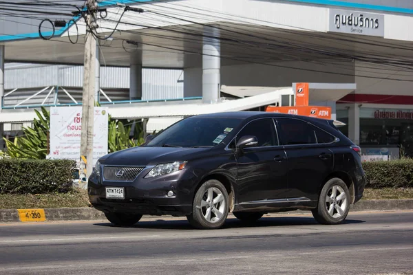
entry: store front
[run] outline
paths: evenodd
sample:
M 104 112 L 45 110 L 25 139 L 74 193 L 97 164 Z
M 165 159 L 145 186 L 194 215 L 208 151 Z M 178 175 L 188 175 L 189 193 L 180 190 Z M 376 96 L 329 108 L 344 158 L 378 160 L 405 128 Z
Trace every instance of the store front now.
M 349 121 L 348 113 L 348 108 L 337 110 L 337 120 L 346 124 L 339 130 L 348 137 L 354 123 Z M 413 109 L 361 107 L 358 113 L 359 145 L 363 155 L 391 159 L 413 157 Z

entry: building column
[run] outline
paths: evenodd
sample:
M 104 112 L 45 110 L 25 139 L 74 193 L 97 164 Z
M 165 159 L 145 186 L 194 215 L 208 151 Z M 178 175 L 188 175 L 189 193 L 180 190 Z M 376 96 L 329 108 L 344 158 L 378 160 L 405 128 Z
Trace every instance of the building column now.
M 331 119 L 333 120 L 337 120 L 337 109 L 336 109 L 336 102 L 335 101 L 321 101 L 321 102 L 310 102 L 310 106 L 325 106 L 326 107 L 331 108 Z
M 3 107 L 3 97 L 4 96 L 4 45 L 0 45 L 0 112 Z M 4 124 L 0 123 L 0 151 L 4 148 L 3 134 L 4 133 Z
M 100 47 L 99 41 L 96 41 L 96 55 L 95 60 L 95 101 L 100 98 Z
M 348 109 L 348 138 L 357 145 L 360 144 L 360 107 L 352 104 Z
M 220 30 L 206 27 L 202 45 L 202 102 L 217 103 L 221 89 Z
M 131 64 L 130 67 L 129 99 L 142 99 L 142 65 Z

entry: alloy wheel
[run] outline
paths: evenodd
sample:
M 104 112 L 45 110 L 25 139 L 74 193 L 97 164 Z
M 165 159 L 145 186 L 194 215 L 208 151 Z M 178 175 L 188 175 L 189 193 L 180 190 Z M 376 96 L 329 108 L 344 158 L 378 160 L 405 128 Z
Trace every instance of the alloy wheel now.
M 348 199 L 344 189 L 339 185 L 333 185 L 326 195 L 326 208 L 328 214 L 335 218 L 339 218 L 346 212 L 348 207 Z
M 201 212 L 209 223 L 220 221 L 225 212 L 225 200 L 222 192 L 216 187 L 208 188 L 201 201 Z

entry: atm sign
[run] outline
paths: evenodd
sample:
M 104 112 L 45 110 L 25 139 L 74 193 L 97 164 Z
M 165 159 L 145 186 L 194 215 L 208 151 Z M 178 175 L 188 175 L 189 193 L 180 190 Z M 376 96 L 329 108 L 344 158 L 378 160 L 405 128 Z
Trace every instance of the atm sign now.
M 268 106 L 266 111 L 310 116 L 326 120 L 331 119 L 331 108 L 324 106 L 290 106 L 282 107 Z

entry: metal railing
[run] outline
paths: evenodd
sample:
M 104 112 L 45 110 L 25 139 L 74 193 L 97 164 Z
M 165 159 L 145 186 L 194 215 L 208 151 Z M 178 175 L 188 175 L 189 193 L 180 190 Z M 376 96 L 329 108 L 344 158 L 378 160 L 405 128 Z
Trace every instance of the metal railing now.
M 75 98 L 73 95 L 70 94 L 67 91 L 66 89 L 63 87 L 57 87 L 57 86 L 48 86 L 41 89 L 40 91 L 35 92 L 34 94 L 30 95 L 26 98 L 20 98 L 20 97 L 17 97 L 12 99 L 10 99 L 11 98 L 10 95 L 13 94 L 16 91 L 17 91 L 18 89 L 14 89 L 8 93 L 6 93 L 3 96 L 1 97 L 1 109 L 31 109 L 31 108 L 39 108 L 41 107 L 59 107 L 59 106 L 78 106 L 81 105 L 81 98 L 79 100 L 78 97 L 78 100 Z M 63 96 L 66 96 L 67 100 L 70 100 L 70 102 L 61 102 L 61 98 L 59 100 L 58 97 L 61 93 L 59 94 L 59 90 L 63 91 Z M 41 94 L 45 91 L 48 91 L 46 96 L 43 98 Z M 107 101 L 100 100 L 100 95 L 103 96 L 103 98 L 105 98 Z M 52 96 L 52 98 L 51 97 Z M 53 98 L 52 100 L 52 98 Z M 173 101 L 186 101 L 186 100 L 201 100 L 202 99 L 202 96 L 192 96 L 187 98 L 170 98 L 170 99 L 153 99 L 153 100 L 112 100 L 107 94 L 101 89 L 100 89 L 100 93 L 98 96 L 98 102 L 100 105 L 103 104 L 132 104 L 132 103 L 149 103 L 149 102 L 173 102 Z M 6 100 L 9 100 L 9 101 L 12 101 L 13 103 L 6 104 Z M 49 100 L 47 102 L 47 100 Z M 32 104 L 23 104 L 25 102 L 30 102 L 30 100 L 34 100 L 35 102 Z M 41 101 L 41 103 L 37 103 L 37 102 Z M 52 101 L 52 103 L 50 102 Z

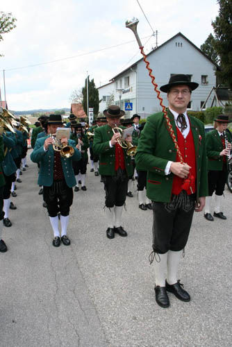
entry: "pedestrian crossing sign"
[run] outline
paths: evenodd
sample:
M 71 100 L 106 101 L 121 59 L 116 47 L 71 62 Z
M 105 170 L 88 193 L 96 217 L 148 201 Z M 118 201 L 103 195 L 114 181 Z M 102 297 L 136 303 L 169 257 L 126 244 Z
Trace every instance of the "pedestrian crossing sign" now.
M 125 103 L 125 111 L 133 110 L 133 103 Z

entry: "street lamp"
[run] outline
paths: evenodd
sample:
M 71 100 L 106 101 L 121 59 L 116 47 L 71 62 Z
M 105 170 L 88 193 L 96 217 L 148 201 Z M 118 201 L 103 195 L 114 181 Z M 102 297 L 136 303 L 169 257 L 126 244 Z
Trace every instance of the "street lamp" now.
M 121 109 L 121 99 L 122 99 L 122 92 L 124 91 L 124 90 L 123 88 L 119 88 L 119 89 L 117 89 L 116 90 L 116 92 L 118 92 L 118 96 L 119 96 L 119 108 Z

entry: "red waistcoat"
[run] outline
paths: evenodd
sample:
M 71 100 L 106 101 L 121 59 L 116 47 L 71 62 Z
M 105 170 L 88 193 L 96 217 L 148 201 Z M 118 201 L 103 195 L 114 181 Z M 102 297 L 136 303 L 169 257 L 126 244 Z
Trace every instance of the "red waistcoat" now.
● ● ● ● ● ● ●
TASK STATEMENT – Give all the lines above as a numbered list, skipping the blank ones and leaving out the pictures.

WRITTEN RESPONSE –
1. entry: store front
2. [run] outline
3. paths: evenodd
4. sample:
5. M 104 112 L 45 110 L 25 139 L 74 193 L 97 164 Z
6. M 165 159 L 145 186 L 194 215 L 208 151 Z M 178 175 L 188 175 L 189 193 L 180 190 Z M 376 96 L 329 108 L 344 158 L 378 160 L 405 128 Z
7. Trace every instance of the store front now.
8. M 349 121 L 348 113 L 348 108 L 337 110 L 337 120 L 346 124 L 339 130 L 348 137 L 354 123 Z M 413 109 L 361 107 L 358 113 L 359 145 L 363 155 L 391 159 L 413 157 Z
9. entry: building column
10. [run] outline
11. paths: evenodd
12. sample:
13. M 104 112 L 45 110 L 25 139 L 74 193 L 97 164 Z
14. M 165 159 L 145 186 L 194 215 L 208 151 Z M 178 175 L 188 175 L 189 193 L 180 190 Z M 376 96 L 329 108 L 344 158 L 378 160 L 405 128 Z
15. Trace every instance of the building column now.
16. M 331 119 L 333 120 L 337 120 L 337 109 L 336 109 L 336 102 L 335 101 L 321 101 L 321 102 L 310 102 L 310 106 L 325 106 L 326 107 L 331 108 Z
17. M 3 107 L 3 97 L 4 96 L 4 45 L 0 45 L 0 112 Z M 4 124 L 0 123 L 0 151 L 4 148 L 3 134 L 4 133 Z
18. M 100 47 L 99 41 L 96 41 L 96 55 L 95 60 L 95 101 L 100 98 Z
19. M 348 109 L 348 138 L 357 145 L 360 144 L 360 107 L 352 104 Z
20. M 220 30 L 206 27 L 202 45 L 202 102 L 217 103 L 221 89 Z
21. M 131 64 L 130 67 L 129 99 L 142 99 L 142 65 Z
22. entry: alloy wheel
23. [run] outline
24. paths: evenodd
25. sample:
26. M 104 112 L 45 110 L 25 139 L 74 193 L 97 164 Z
27. M 165 159 L 145 186 L 194 215 L 208 151 Z M 178 175 L 188 175 L 189 193 L 180 190 Z M 376 96 L 329 108 L 344 158 L 378 160 L 405 128 Z
28. Trace every instance of the alloy wheel now.
29. M 348 199 L 344 189 L 339 185 L 333 185 L 326 195 L 326 208 L 328 214 L 335 218 L 339 218 L 346 212 L 348 207 Z
30. M 201 212 L 209 223 L 220 221 L 225 212 L 225 200 L 222 192 L 216 187 L 208 188 L 201 201 Z
31. entry: atm sign
32. [run] outline
33. paths: evenodd
34. sample:
35. M 104 112 L 45 110 L 25 139 L 74 193 L 97 164 Z
36. M 165 159 L 145 186 L 194 215 L 208 151 Z M 178 175 L 188 175 L 189 193 L 180 190 Z M 376 96 L 329 108 L 344 158 L 378 160 L 405 128 Z
37. Trace every instance of the atm sign now.
38. M 268 106 L 266 111 L 310 116 L 326 120 L 331 119 L 331 108 L 324 106 L 290 106 L 282 107 Z
39. entry: metal railing
40. [run] outline
41. paths: evenodd
42. sample:
43. M 104 112 L 45 110 L 25 139 L 74 193 L 97 164 Z
44. M 165 159 L 145 186 L 194 215 L 208 151 Z M 178 175 L 188 175 L 189 193 L 180 190 Z M 376 96 L 329 108 L 344 158 L 378 160 L 405 128 Z
45. Trace every instance of the metal railing now.
46. M 75 98 L 73 95 L 70 94 L 67 91 L 66 89 L 63 87 L 57 87 L 57 86 L 48 86 L 41 89 L 40 91 L 35 92 L 34 94 L 30 95 L 26 98 L 20 98 L 20 97 L 17 97 L 12 99 L 10 99 L 11 98 L 10 95 L 13 94 L 16 91 L 17 91 L 18 89 L 14 89 L 8 93 L 6 93 L 3 96 L 1 97 L 1 109 L 31 109 L 31 108 L 39 108 L 41 107 L 59 107 L 59 106 L 78 106 L 81 105 L 81 98 L 79 100 L 78 97 L 78 100 Z M 63 96 L 66 96 L 67 100 L 70 100 L 70 102 L 61 102 L 61 98 L 59 100 L 58 97 L 61 93 L 59 94 L 59 90 L 63 91 Z M 41 94 L 45 91 L 48 91 L 46 96 L 43 98 Z M 107 101 L 100 100 L 100 95 L 103 96 L 103 98 L 105 98 Z M 52 96 L 52 98 L 51 97 Z M 53 98 L 52 100 L 52 98 Z M 173 101 L 186 101 L 186 100 L 201 100 L 202 99 L 202 96 L 192 96 L 187 98 L 170 98 L 170 99 L 153 99 L 153 100 L 112 100 L 107 94 L 101 89 L 100 89 L 100 93 L 98 96 L 98 102 L 100 105 L 103 104 L 132 104 L 132 103 L 149 103 L 149 102 L 173 102 Z M 6 100 L 9 100 L 9 101 L 12 101 L 13 103 L 6 104 Z M 49 100 L 47 102 L 47 100 Z M 32 104 L 23 104 L 25 102 L 30 102 L 30 100 L 34 100 L 35 102 Z M 41 101 L 41 103 L 37 103 L 37 102 Z M 52 101 L 52 103 L 50 102 Z
47. entry: "pedestrian crossing sign"
48. [run] outline
49. paths: evenodd
50. sample:
51. M 71 100 L 106 101 L 121 59 L 116 47 L 71 62 Z
52. M 105 170 L 88 193 L 96 217 L 148 201 Z M 118 201 L 103 195 L 114 181 Z M 102 297 L 136 303 L 169 257 L 126 244 Z
53. Trace every instance of the "pedestrian crossing sign" now.
54. M 125 103 L 125 111 L 133 110 L 133 103 Z
55. entry: "street lamp"
56. [run] outline
57. paths: evenodd
58. sample:
59. M 71 100 L 106 101 L 121 59 L 116 47 L 71 62 Z
60. M 105 170 L 88 193 L 96 217 L 148 201 Z M 118 201 L 103 195 L 114 181 Z M 102 297 L 136 303 L 169 257 L 126 244 Z
61. Trace every instance of the "street lamp" now.
62. M 121 109 L 121 99 L 122 99 L 122 92 L 124 91 L 124 90 L 123 88 L 119 88 L 119 89 L 117 89 L 116 90 L 116 92 L 118 92 L 118 96 L 119 96 L 119 108 Z
63. entry: "red waistcoat"
64. [run] outline
65. paths: evenodd
66. sample:
67. M 71 100 L 106 101 L 121 59 L 116 47 L 71 62 Z
68. M 105 170 L 88 193 L 96 217 L 148 201 Z M 118 201 L 103 195 L 114 181 Z M 102 297 L 136 303 L 169 257 L 126 244 Z
69. Trace every instance of the "red waistcoat" now.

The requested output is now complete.